:: What the task asks ::
Having found the line containing "Target: wooden bowl rim" in the data below, reproduce that line and each one after it to the end, exactly, and include nothing else.
*** Opening of Given information ***
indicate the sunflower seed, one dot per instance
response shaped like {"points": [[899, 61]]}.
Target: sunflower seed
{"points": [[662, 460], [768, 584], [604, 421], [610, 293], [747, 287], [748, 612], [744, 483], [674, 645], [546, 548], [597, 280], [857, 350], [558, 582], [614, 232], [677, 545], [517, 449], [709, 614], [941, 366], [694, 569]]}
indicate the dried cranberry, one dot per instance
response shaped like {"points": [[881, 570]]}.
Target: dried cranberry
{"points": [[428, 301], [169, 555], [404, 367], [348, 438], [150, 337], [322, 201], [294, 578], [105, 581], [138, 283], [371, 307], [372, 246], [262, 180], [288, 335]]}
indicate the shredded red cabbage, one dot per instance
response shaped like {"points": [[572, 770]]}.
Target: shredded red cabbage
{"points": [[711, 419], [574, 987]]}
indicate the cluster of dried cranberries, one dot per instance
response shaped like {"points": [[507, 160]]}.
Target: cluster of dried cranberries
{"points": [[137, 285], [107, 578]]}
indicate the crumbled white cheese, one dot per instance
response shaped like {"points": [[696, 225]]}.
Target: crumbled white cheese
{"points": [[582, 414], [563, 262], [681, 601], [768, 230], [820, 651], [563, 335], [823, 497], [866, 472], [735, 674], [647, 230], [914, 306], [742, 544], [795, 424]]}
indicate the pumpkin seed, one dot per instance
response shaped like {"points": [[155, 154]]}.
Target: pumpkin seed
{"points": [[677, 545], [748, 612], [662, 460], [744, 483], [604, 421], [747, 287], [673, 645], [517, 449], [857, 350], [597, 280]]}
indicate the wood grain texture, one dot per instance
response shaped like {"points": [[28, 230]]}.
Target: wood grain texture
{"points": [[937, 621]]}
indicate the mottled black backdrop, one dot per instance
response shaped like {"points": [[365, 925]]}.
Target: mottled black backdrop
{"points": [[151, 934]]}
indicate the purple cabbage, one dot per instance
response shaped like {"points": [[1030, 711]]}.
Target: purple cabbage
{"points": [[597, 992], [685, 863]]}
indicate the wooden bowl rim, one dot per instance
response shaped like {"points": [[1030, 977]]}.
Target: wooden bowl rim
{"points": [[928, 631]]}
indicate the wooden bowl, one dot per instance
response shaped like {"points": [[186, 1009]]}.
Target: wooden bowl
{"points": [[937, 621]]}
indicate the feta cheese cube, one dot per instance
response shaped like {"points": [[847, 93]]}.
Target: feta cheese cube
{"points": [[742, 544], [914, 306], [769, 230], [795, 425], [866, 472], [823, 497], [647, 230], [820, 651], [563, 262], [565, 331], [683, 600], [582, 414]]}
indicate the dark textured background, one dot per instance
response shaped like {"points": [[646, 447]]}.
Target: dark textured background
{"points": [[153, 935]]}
*** Close of Given information ***
:: Solution ::
Target: wooden bowl rim
{"points": [[928, 631]]}
indicate the wooden bowl, one dot per instance
response shaped like {"points": [[186, 1009]]}.
Target: wooden bowl
{"points": [[937, 621]]}
indicate the feta cheese cube, one dot per instance
response shaped like {"points": [[847, 93]]}.
Target: feta cheese cube
{"points": [[742, 544], [914, 306], [769, 230], [795, 425], [866, 472], [823, 497], [647, 230], [820, 651], [563, 262], [565, 331], [683, 600], [582, 414]]}
indicate the dark textured background, one dot per instance
response shaped like {"points": [[646, 447]]}.
Target: dark textured background
{"points": [[153, 935]]}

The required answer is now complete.